[PASSAGE TO READ]
_____

In 1955, he began attending UCC, from where he graduated
with an honours philosophy degree in 1958 before going to study theology
in Rome. He was ordained there on St Patrick’s Day, 1962.
He
worked on the missions in Nigeria for almost six years before being
appointed Procurator General of the St Patrick’s Society in Rome in
1968. Then began his climb through Vatican structures.
In 1969 he was
appointed secretary to the Vatican’s Congregation for the Evangelisation
of Peoples, a position he held until he was appointed personal and
private secretary to Pope Paul VI in 1975.
Years later, he would
speak of the father-son relationship he enjoyed with Pope Paul VI and
the more brotherly bonds he experienced with Pope John Paul I and Pope
John Paul II.
During Pope John Paul II’s visit to Ireland in 1979, Msgr
Magee was a constant presence at his side.
In 1981, Msgr Magee
visited Bobby Sands during the hunger strikes at the pope’s request, in
an unsuccessful attempt to bring the strikes to an end. Just days before
Bobby Sands died, he personally implored republican leaders in the Maze
Prison to call off their protest. The plea failed, but its significance
was not lost, and on his deathbed Sands wore a crucifix he had given
him.
The Maze talks, which drew massive publicity, saw Magee meet
other hunger strikers, Francis Hughes, Raymond McCreesh and Patsy O’Hara
(all of whom died later), before he embarked on a sequence of private
attempts to sympathise with families of victims of republican violence.
While
in Northern Ireland, he went to the funeral of Richard McKee, a
Protestant UDR soldier shot dead by the IRA and prayed at his coffin. He
also met the family of Catholic Territorial Army officer Hugh McGinn,
shot dead outside his home near Armagh by the INLA.
In 1982, he
was appointed Pope John Paul II’s master of ceremonies, a position he
held until his surprise appointment as Bishop of Cloyne in 1987. His
loyalty to the church was so strong it made him party to one of the more
infamous white lies of the 20th century.
This followed Pope John
Paul I’s death in 1978. Amid the consternation prompted by the death of
the new pope, after just 33 days in office, the Vatican offered
bewildering and contradictory accounts of who found the pope, as well as
the time and cause of his death.
It issued the statement: “This
morning, September 29th, 1978, about 5.30am, the private secretary of
the pope, contrary to custom, not having found the Holy Father in the
chapel of his private apartment, looked in his room and found him dead
in bed with the light on . . .”
In an interview with
The Irish Times in March 1987, when he was ordained in Rome as
Bishop of Cloyne and on being asked if there was truth in the theory
that a nun was the first person to find Pope John Paul I’s body, Bishop
Magee said, “No”. He continued: “I found him and I will stand before any
person and challenge him.”
But a year later, in the September
1988 issue of religious affairs magazine Trenta Giorni (30 days), he had
changed his mind, saying: “In the morning, around 5.30am, a sister woke
me in a state of agitation – the pope is dead, she said. She had been
worried about the fact that the pope had not yet drunk the coffee that
she usually left for him at 4.30am in front of his door. Then she ran
below and told me.”

_____

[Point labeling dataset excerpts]
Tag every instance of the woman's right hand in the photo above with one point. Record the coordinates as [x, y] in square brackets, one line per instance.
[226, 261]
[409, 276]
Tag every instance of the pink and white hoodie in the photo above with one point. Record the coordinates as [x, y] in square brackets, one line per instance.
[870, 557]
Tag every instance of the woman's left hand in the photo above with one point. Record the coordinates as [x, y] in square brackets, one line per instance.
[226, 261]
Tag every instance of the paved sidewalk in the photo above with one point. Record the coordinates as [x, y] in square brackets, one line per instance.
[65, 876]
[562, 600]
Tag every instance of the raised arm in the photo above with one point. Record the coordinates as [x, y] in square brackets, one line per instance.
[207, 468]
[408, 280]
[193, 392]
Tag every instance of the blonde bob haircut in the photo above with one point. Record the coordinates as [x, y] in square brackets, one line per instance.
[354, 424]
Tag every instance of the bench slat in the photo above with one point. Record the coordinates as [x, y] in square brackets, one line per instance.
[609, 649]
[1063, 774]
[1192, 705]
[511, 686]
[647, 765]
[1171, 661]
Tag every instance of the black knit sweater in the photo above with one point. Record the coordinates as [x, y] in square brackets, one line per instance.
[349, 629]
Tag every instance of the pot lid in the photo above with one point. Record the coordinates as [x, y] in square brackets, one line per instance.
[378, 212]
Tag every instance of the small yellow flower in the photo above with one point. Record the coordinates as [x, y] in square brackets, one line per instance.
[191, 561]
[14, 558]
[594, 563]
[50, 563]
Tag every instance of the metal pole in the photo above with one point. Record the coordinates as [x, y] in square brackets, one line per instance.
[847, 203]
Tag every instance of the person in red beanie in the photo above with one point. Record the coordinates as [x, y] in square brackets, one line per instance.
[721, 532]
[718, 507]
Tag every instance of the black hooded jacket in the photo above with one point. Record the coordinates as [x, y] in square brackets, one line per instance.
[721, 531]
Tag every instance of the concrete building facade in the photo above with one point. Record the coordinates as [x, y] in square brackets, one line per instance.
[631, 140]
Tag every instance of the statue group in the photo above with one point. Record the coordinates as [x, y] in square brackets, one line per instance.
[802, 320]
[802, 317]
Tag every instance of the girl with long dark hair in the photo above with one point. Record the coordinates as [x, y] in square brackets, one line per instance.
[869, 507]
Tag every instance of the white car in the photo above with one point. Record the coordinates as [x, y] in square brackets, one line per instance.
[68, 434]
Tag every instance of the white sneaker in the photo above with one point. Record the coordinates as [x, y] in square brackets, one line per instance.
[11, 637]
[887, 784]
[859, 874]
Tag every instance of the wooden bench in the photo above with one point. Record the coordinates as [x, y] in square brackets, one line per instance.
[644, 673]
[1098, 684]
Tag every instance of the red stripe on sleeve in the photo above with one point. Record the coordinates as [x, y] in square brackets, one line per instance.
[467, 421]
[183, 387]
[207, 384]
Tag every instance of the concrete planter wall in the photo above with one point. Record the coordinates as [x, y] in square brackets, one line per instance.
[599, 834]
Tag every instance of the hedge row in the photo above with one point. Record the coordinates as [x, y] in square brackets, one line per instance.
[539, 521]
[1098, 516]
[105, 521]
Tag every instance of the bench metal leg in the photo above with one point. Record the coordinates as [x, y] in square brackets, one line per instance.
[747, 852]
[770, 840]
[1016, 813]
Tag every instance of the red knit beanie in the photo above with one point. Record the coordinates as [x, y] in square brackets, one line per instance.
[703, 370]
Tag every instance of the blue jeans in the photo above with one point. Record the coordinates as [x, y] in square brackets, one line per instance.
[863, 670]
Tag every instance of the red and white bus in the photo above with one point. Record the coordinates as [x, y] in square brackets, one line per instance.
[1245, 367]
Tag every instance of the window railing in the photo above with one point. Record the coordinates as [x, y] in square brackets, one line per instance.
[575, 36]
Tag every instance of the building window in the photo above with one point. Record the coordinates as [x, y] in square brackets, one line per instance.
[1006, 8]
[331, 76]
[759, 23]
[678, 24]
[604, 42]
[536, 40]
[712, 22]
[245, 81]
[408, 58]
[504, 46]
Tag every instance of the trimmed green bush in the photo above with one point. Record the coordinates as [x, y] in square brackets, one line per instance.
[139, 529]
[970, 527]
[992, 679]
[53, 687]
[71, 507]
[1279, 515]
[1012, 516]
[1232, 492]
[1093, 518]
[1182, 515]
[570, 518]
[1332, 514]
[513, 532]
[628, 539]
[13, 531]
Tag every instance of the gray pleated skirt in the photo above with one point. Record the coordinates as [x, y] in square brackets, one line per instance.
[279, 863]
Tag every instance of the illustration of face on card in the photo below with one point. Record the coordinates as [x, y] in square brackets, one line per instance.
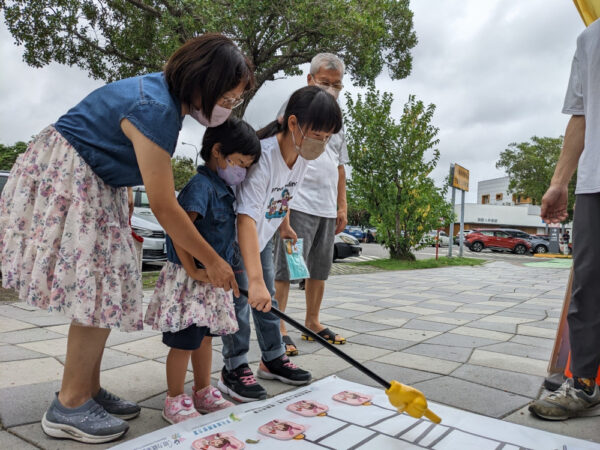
[353, 398]
[218, 441]
[282, 429]
[308, 408]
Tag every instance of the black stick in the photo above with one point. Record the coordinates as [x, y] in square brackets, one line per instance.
[327, 345]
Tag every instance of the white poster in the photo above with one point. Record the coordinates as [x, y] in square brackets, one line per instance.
[337, 414]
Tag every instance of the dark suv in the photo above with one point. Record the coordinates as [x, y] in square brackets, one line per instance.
[496, 239]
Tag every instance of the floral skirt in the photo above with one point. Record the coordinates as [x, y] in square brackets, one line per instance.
[65, 241]
[179, 302]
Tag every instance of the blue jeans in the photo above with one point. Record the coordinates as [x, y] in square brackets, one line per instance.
[236, 346]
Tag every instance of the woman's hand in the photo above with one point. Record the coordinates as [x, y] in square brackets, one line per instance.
[220, 274]
[259, 297]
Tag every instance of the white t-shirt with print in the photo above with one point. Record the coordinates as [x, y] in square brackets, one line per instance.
[268, 189]
[318, 194]
[583, 98]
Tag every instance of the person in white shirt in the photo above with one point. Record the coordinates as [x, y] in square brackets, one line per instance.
[317, 214]
[580, 395]
[263, 200]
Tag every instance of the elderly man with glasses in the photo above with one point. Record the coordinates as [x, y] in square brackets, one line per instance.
[317, 213]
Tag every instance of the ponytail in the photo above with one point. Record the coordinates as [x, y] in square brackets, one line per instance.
[313, 107]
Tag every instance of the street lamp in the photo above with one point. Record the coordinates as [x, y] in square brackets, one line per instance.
[195, 148]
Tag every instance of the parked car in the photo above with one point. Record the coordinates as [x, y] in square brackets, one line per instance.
[456, 238]
[355, 231]
[345, 245]
[430, 238]
[538, 244]
[496, 239]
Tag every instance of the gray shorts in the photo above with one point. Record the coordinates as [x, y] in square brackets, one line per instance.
[318, 234]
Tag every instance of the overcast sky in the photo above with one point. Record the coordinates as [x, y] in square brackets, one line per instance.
[496, 70]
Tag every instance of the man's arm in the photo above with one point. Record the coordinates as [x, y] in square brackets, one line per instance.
[554, 202]
[342, 215]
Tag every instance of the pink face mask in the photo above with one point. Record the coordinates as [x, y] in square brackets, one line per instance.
[219, 115]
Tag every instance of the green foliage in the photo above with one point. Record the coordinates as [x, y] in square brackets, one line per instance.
[390, 166]
[114, 39]
[9, 154]
[530, 166]
[357, 212]
[183, 170]
[430, 263]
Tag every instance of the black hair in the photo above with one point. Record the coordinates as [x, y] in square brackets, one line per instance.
[234, 136]
[207, 66]
[314, 108]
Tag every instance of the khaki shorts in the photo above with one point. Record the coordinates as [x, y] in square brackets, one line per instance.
[318, 234]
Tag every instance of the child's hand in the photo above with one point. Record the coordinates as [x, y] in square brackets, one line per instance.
[201, 275]
[259, 297]
[220, 274]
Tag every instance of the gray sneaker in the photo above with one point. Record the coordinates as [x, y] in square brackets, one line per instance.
[123, 409]
[566, 402]
[88, 423]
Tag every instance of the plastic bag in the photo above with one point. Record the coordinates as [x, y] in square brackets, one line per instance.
[295, 260]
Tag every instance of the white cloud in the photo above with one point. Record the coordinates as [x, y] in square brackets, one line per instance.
[496, 70]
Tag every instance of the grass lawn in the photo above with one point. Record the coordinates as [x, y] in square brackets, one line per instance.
[149, 279]
[431, 263]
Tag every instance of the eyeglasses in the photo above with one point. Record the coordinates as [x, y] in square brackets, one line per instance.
[231, 102]
[325, 84]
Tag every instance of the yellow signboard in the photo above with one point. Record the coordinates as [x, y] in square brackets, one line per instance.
[460, 178]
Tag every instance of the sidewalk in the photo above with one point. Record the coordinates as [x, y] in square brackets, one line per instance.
[476, 338]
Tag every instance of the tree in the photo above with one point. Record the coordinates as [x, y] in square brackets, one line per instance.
[530, 166]
[9, 154]
[114, 39]
[183, 169]
[390, 166]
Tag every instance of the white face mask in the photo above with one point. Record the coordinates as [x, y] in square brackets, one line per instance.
[311, 148]
[219, 115]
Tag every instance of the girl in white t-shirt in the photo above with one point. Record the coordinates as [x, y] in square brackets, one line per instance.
[311, 117]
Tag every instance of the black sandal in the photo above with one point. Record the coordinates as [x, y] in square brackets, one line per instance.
[288, 341]
[328, 335]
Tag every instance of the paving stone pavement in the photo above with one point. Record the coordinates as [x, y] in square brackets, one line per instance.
[476, 338]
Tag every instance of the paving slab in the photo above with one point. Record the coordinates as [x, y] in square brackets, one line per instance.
[29, 371]
[505, 380]
[387, 372]
[407, 334]
[582, 428]
[515, 363]
[360, 326]
[460, 340]
[471, 397]
[513, 348]
[381, 342]
[451, 353]
[27, 403]
[418, 362]
[359, 352]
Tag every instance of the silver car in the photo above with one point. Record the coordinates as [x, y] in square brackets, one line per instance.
[143, 222]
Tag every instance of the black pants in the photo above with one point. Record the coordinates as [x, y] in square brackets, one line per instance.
[584, 311]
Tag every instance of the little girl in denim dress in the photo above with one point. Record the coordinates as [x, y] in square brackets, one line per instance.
[185, 307]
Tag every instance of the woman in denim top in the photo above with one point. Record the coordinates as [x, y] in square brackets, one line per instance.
[65, 242]
[189, 311]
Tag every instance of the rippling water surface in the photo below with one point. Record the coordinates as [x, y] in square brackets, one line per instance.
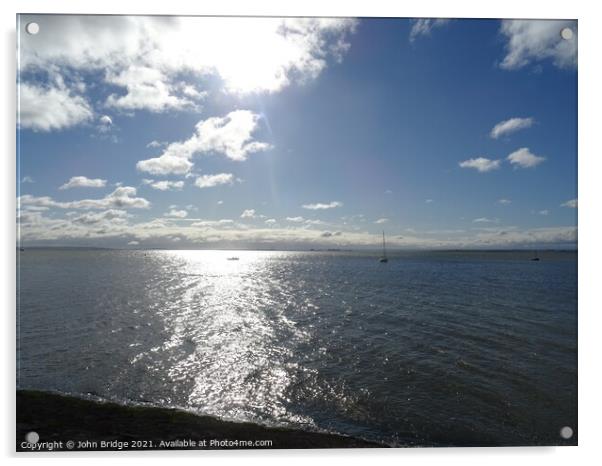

_____

[TASKS TO CARRY OUT]
1. Reproduce the passage on Bishop Magee between "The Maze talks, which" and "by the INLA.", inclusive, word for word.
2. Report each line of the records that contains the string "person", matching case exactly.

[SOLUTIONS FOR EACH TASK]
1.
The Maze talks, which drew massive publicity, saw Magee meet
other hunger strikers, Francis Hughes, Raymond McCreesh and Patsy O’Hara
(all of whom died later), before he embarked on a sequence of private
attempts to sympathise with families of victims of republican violence.
While
in Northern Ireland, he went to the funeral of Richard McKee, a
Protestant UDR soldier shot dead by the IRA and prayed at his coffin. He
also met the family of Catholic Territorial Army officer Hugh McGinn,
shot dead outside his home near Armagh by the INLA.

2.
Tag every instance of the person in red beanie in the photo above with one point. Record the coordinates as [x, y] in square brackets, one line per instance.
Tag every instance of the person in white shirt in the photo above with one point. Record the coordinates as [x, y] in square brackets, one line per instance.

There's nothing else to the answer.